**Task requirements:**
Please rewrite the rows below with every "outline" changed to "boundary" and everything else unchanged.

**Supplied records:**
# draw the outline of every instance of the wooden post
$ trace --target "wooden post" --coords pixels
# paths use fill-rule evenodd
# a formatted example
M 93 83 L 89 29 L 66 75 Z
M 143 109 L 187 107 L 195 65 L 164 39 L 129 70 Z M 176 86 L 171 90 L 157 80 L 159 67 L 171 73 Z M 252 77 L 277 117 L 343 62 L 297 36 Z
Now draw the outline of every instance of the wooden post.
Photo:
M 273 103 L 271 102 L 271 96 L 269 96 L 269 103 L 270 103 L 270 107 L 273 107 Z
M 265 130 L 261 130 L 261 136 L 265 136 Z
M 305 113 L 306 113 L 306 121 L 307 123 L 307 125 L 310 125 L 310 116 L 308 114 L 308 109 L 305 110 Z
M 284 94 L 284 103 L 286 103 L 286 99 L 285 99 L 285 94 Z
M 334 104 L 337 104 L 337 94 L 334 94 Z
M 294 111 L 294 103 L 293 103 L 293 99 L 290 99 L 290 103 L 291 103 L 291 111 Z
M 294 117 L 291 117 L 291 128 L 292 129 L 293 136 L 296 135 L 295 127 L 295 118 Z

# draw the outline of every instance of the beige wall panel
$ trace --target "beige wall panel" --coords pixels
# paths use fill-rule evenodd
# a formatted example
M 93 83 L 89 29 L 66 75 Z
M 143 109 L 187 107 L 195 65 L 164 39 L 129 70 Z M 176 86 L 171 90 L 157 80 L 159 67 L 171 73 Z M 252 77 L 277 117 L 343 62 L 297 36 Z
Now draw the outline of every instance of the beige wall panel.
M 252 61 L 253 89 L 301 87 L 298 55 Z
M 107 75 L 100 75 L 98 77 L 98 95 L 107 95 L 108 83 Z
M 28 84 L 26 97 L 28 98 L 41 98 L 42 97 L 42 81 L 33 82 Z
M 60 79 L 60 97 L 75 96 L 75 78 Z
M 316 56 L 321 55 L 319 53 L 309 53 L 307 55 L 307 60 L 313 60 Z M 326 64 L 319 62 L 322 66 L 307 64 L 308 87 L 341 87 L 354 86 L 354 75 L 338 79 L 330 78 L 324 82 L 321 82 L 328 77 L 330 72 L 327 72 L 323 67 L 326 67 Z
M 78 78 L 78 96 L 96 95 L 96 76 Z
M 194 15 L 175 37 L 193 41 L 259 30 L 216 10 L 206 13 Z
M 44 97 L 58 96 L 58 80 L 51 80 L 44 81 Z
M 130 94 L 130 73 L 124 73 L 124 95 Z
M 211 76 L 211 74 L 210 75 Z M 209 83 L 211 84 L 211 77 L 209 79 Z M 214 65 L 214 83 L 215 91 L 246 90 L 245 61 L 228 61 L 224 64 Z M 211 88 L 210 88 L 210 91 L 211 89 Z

**Task result:**
# draw the boundary of every instance of the wooden post
$ trace --target "wooden post" --coords pixels
# paths use fill-rule evenodd
# a formatted example
M 93 83 L 89 29 L 66 75 Z
M 143 109 L 187 107 L 195 65 L 164 39 L 129 70 Z M 176 86 L 171 90 L 157 80 L 159 67 L 171 73 Z M 252 77 L 277 117 L 343 62 L 297 36 Z
Now draw the boundary of every instance of the wooden post.
Photo:
M 273 103 L 271 102 L 271 96 L 269 96 L 269 103 L 270 103 L 270 107 L 273 107 Z
M 265 130 L 261 130 L 261 136 L 265 136 Z
M 305 113 L 306 113 L 306 121 L 307 123 L 307 125 L 310 125 L 310 116 L 308 114 L 308 109 L 305 110 Z
M 284 94 L 284 103 L 286 103 L 286 99 L 285 99 L 285 94 Z
M 334 104 L 337 104 L 337 94 L 334 94 Z
M 294 111 L 294 103 L 293 103 L 293 99 L 290 99 L 290 103 L 291 103 L 291 111 Z
M 294 117 L 291 117 L 291 128 L 292 129 L 293 136 L 296 135 L 295 127 L 295 118 Z

# draw the boundary of every instance of the beige wall panel
$ trace --target "beige wall panel" --coords pixels
# paths use fill-rule evenodd
# a formatted example
M 93 83 L 89 29 L 66 75 Z
M 143 109 L 187 107 L 195 65 L 164 39 L 129 70 Z M 176 86 L 171 90 L 157 80 L 159 67 L 171 73 Z M 252 77 L 277 117 L 343 62 L 297 36 Z
Now draw the boundary of every instance of the beige wall panel.
M 252 61 L 253 89 L 301 87 L 298 55 Z
M 107 75 L 100 75 L 98 77 L 98 95 L 107 95 L 108 83 Z
M 28 84 L 26 97 L 28 98 L 41 98 L 42 97 L 42 81 L 33 82 Z
M 60 79 L 60 97 L 75 96 L 75 78 Z
M 316 56 L 321 55 L 319 53 L 309 53 L 307 55 L 307 60 L 313 60 Z M 326 64 L 319 62 L 322 66 L 307 64 L 308 87 L 341 87 L 354 86 L 354 75 L 338 79 L 330 78 L 324 82 L 321 82 L 328 77 L 330 72 L 327 72 L 323 67 L 326 67 Z
M 78 78 L 78 96 L 96 95 L 96 76 Z
M 194 15 L 175 37 L 193 41 L 259 30 L 216 10 L 206 13 Z
M 44 97 L 58 96 L 58 80 L 51 80 L 44 81 Z
M 130 94 L 130 73 L 124 73 L 124 95 Z
M 211 76 L 211 74 L 210 75 Z M 209 83 L 211 84 L 211 77 L 209 79 Z M 214 65 L 214 83 L 215 91 L 246 90 L 245 61 L 228 61 L 224 64 Z M 211 88 L 210 88 L 210 91 L 211 89 Z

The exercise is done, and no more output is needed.